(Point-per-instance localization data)
● ● ● ● ● ● ●

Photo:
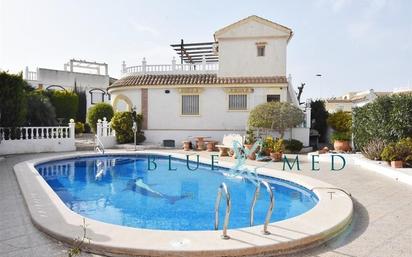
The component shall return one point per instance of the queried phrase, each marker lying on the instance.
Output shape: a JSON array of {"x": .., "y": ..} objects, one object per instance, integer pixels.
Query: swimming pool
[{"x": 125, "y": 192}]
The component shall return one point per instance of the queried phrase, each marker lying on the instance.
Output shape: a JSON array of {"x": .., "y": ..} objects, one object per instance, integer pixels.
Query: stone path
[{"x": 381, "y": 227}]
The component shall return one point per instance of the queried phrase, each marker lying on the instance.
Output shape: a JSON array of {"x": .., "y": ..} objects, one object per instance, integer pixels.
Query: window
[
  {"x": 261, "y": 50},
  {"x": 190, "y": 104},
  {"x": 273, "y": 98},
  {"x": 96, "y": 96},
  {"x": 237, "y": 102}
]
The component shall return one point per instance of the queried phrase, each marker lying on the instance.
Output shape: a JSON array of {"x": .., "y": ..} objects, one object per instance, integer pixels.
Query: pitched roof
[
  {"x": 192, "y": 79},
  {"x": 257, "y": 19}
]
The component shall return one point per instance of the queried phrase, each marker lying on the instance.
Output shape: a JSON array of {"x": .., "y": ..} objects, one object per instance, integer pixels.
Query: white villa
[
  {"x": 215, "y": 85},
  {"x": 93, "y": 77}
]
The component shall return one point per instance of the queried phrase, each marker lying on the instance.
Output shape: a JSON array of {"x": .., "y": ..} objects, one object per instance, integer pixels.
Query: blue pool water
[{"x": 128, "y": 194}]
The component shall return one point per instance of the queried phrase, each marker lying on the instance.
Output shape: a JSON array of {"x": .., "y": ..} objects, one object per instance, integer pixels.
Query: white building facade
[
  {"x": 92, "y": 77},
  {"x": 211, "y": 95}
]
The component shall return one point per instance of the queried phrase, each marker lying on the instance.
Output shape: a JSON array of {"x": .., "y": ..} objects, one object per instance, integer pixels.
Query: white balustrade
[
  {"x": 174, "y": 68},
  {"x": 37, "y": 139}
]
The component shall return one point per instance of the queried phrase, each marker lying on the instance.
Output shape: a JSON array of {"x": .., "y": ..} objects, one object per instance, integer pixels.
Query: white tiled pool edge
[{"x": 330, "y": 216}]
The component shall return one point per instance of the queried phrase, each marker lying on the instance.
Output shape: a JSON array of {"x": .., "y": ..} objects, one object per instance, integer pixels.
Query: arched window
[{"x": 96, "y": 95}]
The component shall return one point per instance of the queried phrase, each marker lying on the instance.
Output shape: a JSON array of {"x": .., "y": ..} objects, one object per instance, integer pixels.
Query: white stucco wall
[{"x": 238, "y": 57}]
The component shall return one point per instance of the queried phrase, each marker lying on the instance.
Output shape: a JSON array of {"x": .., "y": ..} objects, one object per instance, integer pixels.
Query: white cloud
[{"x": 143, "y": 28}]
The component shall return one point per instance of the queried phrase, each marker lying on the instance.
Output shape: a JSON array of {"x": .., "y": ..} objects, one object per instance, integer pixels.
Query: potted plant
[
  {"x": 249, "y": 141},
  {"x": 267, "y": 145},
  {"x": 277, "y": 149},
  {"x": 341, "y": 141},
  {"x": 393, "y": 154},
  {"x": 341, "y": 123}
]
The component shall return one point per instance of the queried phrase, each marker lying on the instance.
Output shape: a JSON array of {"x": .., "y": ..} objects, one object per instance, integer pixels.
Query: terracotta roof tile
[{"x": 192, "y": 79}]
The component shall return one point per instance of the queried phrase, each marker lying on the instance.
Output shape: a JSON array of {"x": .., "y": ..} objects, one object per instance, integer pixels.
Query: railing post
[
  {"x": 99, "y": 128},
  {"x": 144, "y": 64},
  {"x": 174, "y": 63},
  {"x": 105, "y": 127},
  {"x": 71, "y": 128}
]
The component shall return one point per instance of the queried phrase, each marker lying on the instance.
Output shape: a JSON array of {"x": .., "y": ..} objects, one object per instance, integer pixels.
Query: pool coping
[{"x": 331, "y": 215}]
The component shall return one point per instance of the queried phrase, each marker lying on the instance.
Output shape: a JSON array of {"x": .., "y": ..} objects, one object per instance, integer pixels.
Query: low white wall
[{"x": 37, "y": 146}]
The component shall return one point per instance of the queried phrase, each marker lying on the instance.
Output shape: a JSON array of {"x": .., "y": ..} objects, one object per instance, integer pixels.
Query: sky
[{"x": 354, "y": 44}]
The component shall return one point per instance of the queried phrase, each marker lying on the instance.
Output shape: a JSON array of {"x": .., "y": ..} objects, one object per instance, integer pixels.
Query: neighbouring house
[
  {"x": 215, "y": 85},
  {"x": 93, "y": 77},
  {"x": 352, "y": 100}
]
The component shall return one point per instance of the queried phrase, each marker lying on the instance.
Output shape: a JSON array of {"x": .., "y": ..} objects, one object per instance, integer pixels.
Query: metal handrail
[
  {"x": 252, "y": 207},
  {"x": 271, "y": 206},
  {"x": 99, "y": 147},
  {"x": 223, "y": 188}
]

● ● ● ● ● ● ●

* **Task item**:
The data above should be restated exactly, with its images dropped.

* **Exercise response**:
Photo:
The component shall return one point per instance of the queried phrase, each marker lying on the instance.
Output shape: a JSON array of {"x": .., "y": ..} objects, one object per instance, integer pixels.
Query: swimming pool
[{"x": 125, "y": 192}]
The component shall return one point per instance of the queried phrase, each marker lying on the instance.
Output shape: a JSON array of {"x": .., "y": ..} objects, one object per instance, integer pixels.
Query: stone path
[{"x": 381, "y": 227}]
The component shall return one point per instance of the queried phrase, each marker lying on the instance.
Output shape: a JSON array of {"x": .., "y": ..} objects, one object per instance, integer pixels.
Query: window
[
  {"x": 261, "y": 50},
  {"x": 190, "y": 104},
  {"x": 273, "y": 98},
  {"x": 96, "y": 96},
  {"x": 237, "y": 102}
]
The component shall return one point per instance of the queried phrase, each marker lying on the instance.
Output shape: a JSON array of {"x": .., "y": ..} objects, one object per instance, integer pixels.
Query: pitched roof
[
  {"x": 192, "y": 79},
  {"x": 257, "y": 19}
]
The component shall return one point per instance of the queried phrase, each marker lying on the instance.
Output shape: a JSON array of {"x": .., "y": ..} objects, one object per instance, integer pixels.
Query: white villa
[
  {"x": 215, "y": 85},
  {"x": 93, "y": 77}
]
The component shall return one point per instance of the queried phrase, each marker lying on the instance.
Output shape: a JSON array of {"x": .., "y": ..} objects, one object per instance, integer pixels.
Query: blue pool water
[{"x": 128, "y": 194}]
The component shall return one point per instance of the queried phrase, each marker lying on the instance.
Output shape: a JSON array of {"x": .., "y": ..} objects, one object per instance, integer pixels.
Query: white building facade
[
  {"x": 92, "y": 77},
  {"x": 211, "y": 95}
]
The component shall return one point per instance of the queried phrase, each marker lying on the instance.
Output shape: a JSON array of {"x": .., "y": ..} objects, one object per instance, integer pixels.
Query: white balustrade
[
  {"x": 174, "y": 68},
  {"x": 37, "y": 139}
]
The component shall return one point per instance of the queried phrase, each marker lying on the instance.
Output shape: a JSON array of {"x": .., "y": ..} objects, one object per instance, integer pixels.
Query: white tiled pool edge
[{"x": 330, "y": 216}]
The component shall return one point per instance of the queried phrase, each marker lying on the instance.
Output shape: a JSON array of {"x": .., "y": ..} objects, one object per instance, integer pixels.
Query: arched window
[{"x": 96, "y": 95}]
The component shall return one point per instance of the queried phrase, each marker lying on the instance.
Output shape: a JSON array of {"x": .., "y": ..} objects, one object per instance, integer pixels.
Query: white stucco wall
[{"x": 238, "y": 57}]
The component shall return one point per instance of the queried phrase, each marker lying on the instance.
Output shape: a JSON array of {"x": .., "y": ..} objects, one object per instance, integer pixels.
Query: white cloud
[{"x": 143, "y": 28}]
The component shall return one point per instance of the queried phrase, each marker lying on the instance.
Output shape: a JSON array of {"x": .., "y": ..} objects, one object per instance, integer pixels.
Query: potted plant
[
  {"x": 249, "y": 141},
  {"x": 267, "y": 145},
  {"x": 277, "y": 149},
  {"x": 341, "y": 141},
  {"x": 393, "y": 154},
  {"x": 341, "y": 123}
]
The component shall return one point per instance of the queried phrase, each marker lying on the instance.
Output shape: a JSON array of {"x": .., "y": ..} objects, one object per instance, integer pixels.
Query: terracotta roof tile
[{"x": 192, "y": 79}]
The component shall return one point per instance of the queried phrase, each marker lying on the instance.
Output shape: a JSON array of {"x": .., "y": ..} objects, one object per instance, integer pixels.
Query: railing post
[
  {"x": 99, "y": 128},
  {"x": 144, "y": 64},
  {"x": 174, "y": 63},
  {"x": 105, "y": 127},
  {"x": 71, "y": 128}
]
The component shall return one point per instance of the queried phrase, each marker lying on the instance.
Output shape: a JSON array of {"x": .., "y": ..} objects, one object per instance, integer pixels.
Query: pool coping
[{"x": 331, "y": 215}]
The component shall return one point per instance of the queried phrase, each marker lying on the instance.
Output shape: a JSON array of {"x": .., "y": ..} objects, one object per instance, integer pixels.
Query: low white wall
[{"x": 37, "y": 146}]
The component shall return one point per instance of the queried phrase, each marker lying on the instance.
Output shape: a JSON array of {"x": .., "y": ..} objects, one object per instance, integer pixels.
Query: sky
[{"x": 354, "y": 44}]
The component shall return one point per instance of the queried phrase, each marker lying on the instance.
Output shape: a JSON array of {"x": .., "y": ..} objects, one object per instance, integer pixels.
Query: neighbouring house
[
  {"x": 215, "y": 85},
  {"x": 93, "y": 77},
  {"x": 352, "y": 100}
]
The component shall return one point per instance of the queried phrase, each marker lying on the instance.
Output shape: a JSON array of {"x": .., "y": ..} objects, one object per instance, integer pixels.
Query: metal handrail
[
  {"x": 252, "y": 207},
  {"x": 271, "y": 206},
  {"x": 99, "y": 147},
  {"x": 223, "y": 188}
]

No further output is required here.